··· Given information

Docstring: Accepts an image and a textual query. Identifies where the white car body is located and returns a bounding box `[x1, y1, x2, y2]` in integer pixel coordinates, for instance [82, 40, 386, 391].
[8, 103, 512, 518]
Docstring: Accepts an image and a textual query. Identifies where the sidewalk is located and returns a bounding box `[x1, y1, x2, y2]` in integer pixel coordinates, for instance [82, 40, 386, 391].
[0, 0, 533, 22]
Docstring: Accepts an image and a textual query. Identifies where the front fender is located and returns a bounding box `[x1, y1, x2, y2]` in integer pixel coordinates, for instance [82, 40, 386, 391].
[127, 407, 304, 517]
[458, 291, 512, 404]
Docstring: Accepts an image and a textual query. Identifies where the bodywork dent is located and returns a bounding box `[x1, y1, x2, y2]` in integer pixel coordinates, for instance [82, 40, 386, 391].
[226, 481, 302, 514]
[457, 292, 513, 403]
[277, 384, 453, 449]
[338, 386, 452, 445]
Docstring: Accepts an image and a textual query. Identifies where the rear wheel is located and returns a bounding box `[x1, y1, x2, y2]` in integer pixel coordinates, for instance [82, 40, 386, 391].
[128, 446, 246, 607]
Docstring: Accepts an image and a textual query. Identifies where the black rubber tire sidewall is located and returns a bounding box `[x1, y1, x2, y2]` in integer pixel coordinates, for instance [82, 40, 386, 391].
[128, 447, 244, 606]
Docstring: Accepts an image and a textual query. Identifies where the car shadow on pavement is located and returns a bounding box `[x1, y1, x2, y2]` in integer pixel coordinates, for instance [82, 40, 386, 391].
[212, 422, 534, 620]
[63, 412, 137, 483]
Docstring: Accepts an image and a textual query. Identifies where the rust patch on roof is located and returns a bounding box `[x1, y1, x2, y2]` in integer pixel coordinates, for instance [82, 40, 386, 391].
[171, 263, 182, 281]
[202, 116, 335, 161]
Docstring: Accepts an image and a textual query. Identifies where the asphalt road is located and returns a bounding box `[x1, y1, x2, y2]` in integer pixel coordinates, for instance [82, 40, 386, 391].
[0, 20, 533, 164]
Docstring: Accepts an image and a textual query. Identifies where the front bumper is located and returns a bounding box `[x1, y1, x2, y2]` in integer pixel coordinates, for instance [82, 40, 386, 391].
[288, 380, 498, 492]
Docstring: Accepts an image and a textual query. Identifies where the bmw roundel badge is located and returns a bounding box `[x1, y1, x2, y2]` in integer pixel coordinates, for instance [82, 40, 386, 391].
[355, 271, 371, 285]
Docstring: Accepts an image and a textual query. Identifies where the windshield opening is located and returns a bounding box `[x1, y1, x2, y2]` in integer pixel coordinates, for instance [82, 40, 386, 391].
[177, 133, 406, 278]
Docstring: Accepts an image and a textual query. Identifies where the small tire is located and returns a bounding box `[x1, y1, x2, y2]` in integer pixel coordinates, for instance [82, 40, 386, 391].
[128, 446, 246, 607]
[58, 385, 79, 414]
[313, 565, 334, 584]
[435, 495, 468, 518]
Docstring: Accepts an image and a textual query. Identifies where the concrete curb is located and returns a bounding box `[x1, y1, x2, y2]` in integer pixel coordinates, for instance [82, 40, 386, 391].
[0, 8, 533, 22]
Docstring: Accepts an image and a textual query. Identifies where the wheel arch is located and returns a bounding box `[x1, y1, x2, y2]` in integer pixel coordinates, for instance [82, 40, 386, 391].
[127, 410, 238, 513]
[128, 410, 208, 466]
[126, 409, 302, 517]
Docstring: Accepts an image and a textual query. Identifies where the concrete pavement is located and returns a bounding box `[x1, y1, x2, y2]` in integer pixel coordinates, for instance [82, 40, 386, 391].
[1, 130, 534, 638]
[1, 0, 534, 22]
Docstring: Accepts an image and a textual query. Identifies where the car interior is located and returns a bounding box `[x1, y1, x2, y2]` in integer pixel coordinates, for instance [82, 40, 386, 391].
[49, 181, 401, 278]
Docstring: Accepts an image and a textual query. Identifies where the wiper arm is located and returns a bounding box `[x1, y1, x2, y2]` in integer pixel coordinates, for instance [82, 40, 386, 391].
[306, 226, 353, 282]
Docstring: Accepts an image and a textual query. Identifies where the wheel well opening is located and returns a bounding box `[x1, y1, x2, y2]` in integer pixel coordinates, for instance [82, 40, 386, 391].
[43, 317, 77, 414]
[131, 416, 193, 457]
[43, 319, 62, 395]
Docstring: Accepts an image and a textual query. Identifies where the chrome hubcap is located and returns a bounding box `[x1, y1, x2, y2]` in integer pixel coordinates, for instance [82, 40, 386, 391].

······

__Exercise description__.
Nothing is to be altered; retype each entry exactly.

__Response to the task__.
Docstring: Accepts an image and a textual query. Identifies where the white car body is located and returns a bounding box `[x1, y1, x2, y2]` in integer pixel coordinates, for instance [82, 40, 386, 391].
[8, 103, 512, 518]
Docstring: Accepts an image and a textual query. Identifies where the sidewalk is located and returns a bounding box `[x1, y1, x2, y2]` in integer pixel coordinates, for instance [82, 40, 386, 391].
[0, 0, 533, 22]
Docstring: Accepts an image and a textual query. Identifies where the front fender is located and returns a bounding box `[x1, y1, x2, y2]` in integer pixel coordinates, for instance [82, 40, 386, 391].
[127, 407, 304, 517]
[458, 291, 512, 404]
Docstring: Accepts an image and a textual query. Identifies where the bodywork dent is located and returns a bounding box `[x1, y1, x2, y2]` in integer pixel coordinates, for instance [82, 40, 386, 391].
[226, 481, 302, 514]
[457, 292, 513, 403]
[277, 384, 453, 449]
[338, 386, 452, 445]
Docstring: Accepts an image and a textual query. Identifies where the rear wheel is located and returns a bounding box `[x1, y1, x2, y2]` in integer pixel coordinates, for instance [82, 40, 386, 391].
[128, 446, 246, 607]
Docstring: Accepts an image and a textual query. Identifies where the black rubber tire sidewall is located and returns a bounding box `[x1, y1, x2, y2]` in integer pixel coordinates, for instance [82, 40, 386, 391].
[128, 447, 244, 606]
Docstring: Accepts an image and a textual query. Identifies where the car shadow on pavement is located and returns a bounding box `[x1, y1, x2, y2]` in integer pixel coordinates, for instance [82, 40, 386, 391].
[212, 422, 534, 620]
[63, 412, 137, 483]
Docstring: Accepts an image and a textual query. Identifies where the rust patch on roof is located and returns a bounding box `[x1, y1, x2, y2]` in integer pixel coordinates, for instance [82, 40, 386, 391].
[171, 263, 182, 281]
[202, 116, 335, 161]
Docstring: Accepts an image and a textual query. Identifies where the asphalt road is located and returns a bounding box `[x1, y1, x2, y2]` in integer pixel coordinates, for instance [82, 40, 386, 391].
[0, 20, 533, 164]
Docstring: Accepts an image and a textual query. Identifies where the front bumper is located and returns a bounding box `[x1, y1, x2, y2]` in integer pixel coordinates, for instance [82, 40, 386, 391].
[288, 380, 498, 492]
Docstring: Accepts an image and a textual query. Identifies where the bmw roundel badge is located and returns a bounding box `[x1, y1, x2, y2]` in integer pixel coordinates, for instance [82, 40, 386, 391].
[355, 271, 371, 285]
Docstring: Accepts an image and a textual query. Identifies where the windshield opening is located and returns a bounding box `[x1, y1, x2, y2]` in integer pixel coordinates, for instance [82, 40, 386, 391].
[177, 133, 406, 278]
Docstring: Accepts an image and a textual query. Identifies where the small tire is located and returns a bounding box `[x1, y1, x2, y2]` in integer pixel coordinates, for instance [82, 40, 386, 391].
[128, 446, 246, 607]
[58, 385, 79, 414]
[313, 565, 334, 584]
[435, 495, 468, 518]
Docstring: Accepts an image and a textual query. Identifies where the concrete curb is located and returns a bounding box `[x1, y1, x2, y2]` in integer pixel coordinates, for instance [82, 40, 386, 391].
[0, 8, 533, 22]
Docstring: Accepts an image and a textual query. Identifies where the wheel arch is located and returns a bounding box `[x1, y1, x2, y2]` in integer pixel coordinates, for instance [82, 40, 386, 391].
[127, 410, 238, 513]
[128, 410, 208, 466]
[126, 409, 302, 517]
Docstring: Accepts an image and a textual query. Identifies where the concrete pavement is located and returns a bounding box `[x1, y1, x2, y2]` in integer pixel coordinates, for instance [82, 40, 386, 391].
[1, 130, 534, 638]
[1, 0, 534, 22]
Docstring: Accepts an image and a textual query. Identifies where the car interior is located and returns a bounding box `[x1, y1, x2, y2]` in integer pixel coordinates, for instance [82, 40, 386, 391].
[49, 181, 401, 278]
Docstring: Accepts an image and a textual query. Identifies where the wiper arm is located and returns a bounding box `[x1, y1, x2, y2]` in integer pixel coordinates, for instance [82, 40, 386, 391].
[306, 226, 353, 282]
Docstring: Accepts an image and a textual query. Identifies where the wheel well opening is located and returns a bounding box `[x1, y1, x2, y2]` in integer pixel coordinates, for instance [82, 40, 386, 391].
[43, 317, 77, 414]
[131, 416, 193, 457]
[43, 319, 62, 395]
Docstring: Accepts an image and a textual query. Identifies where the chrome hubcap is located and returns a bounding box `[x1, y1, x2, y2]` in integer pixel coordinates, for instance [82, 40, 386, 391].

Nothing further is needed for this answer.